El aprendizaje informal en las organizaciones ha existido siempre debido, muy posiblemente, a esa manera de hacer que tenemos instalada desde el momento cero de la toma de contacto con el mundo. Por poco que paremos a pensarlo, nos daremos cuenta de que la mayor parte de lo que sabemos hacer lo hemos aprendido fuera de los escenarios “formales” de formación, preguntando, mirando, investigando, haciendo y comprobando.

Esto es algo que, más o menos conscientemente, se ha sabido siempre y se ha tenido en cuenta llegándose a considerar como algo inherente a la suficiencia de cualquier profesional: su capacidad para espabilarse y cualificarse buscando de manera autónoma aquellos recursos formativos necesarios para llevar a cabo el cometido. Eso sí, sin que se vea comprometida su productividad, y esto, a efectos de lo que expondré más adelante, es importante.

Aprendizaje informal en las organizaciones existe y existirá siempre al margen de que se gestione o no, del mismo modo que las personas se comunican, exista o no un sistema formalizado para hacerlo. Cada persona dispone de sus propios recursos más o menos sofisticados o diversos para aprender de su entorno aquello que, por lo que sea, necesita saber o simplemente cautiva su interés.

El gran reto hoy no está en convencer de las bondades de las metodologías de aprendizaje alternativas a la tradicional, ni en diseñar metodologías y tecnología que lo facilite y lo amplifique. Una legión de metodólogos, investigadores, expertos, gurús y atrevidos intraemprendedores ya lo han hecho y lo siguen haciendo incansablemente.

El reto está en hacerlo relevante para la organización hasta el punto de dotarlo de un espacio propio que esté en sintonía con su importancia, que sea potenciado desde la dirección y utilizado por todas las personas. Algo que aún dista mucho de ocurrir de momento.


Por un lado hay una resistencia explicita desde la dirección a suscribir un tipo de metodologías basadas en conceptos muy sensibles desde la óptica industrial de los procesos en la que nos seguimos moviendo. Palabras como autonomía, iniciativa, conectividad y conversar atentan contra el necesitado control, provocan todavía todo tipo de sarpullidos y, en definitiva, despiertan la desconfianza más atávica propia de las culturas estructuralmente verticales.

Cómo hacer que una Comunidad de Práctica sea valorada por su impacto en la transferencia de conocimientos y aprendizaje de sus participantes y no por el resultado en forma del “entregable” que se desprende de ellas, sigue siendo una asignatura pendiente en demasiados casos. Tristemente, la “venta” de Comunidades de Práctica se sigue haciendo principalmente a partir de aquello que puede “sacar” la dirección en forma de producto.

**DATOS PROPORCIONADOS**
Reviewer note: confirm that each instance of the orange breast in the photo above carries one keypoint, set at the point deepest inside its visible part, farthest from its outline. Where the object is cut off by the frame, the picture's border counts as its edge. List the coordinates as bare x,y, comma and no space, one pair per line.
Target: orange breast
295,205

**LISTA DE TAREAS**
A. ¿Qué palabras, según el texto sobre el aprendizaje informal, atentan contra el control y despiertan la desconfianza de las culturas verticales?
B. Extrae del texto sobre el aprendizaje informal todo el fragmento que va desde "Aprendizaje informal en las organizaciones existe" hasta "siguen haciendo incansablemente.", copiándolo tal cual.

**RESULTADOS POR TAREA**
A. Autonomía, iniciativa, conectividad y conversar.

B.
Aprendizaje informal en las organizaciones existe y existirá siempre al margen de que se gestione o no, del mismo modo que las personas se comunican, exista o no un sistema formalizado para hacerlo. Cada persona dispone de sus propios recursos más o menos sofisticados o diversos para aprender de su entorno aquello que, por lo que sea, necesita saber o simplemente cautiva su interés.

El gran reto hoy no está en convencer de las bondades de las metodologías de aprendizaje alternativas a la tradicional, ni en diseñar metodologías y tecnología que lo facilite y lo amplifique. Una legión de metodólogos, investigadores, expertos, gurús y atrevidos intraemprendedores ya lo han hecho y lo siguen haciendo incansablemente.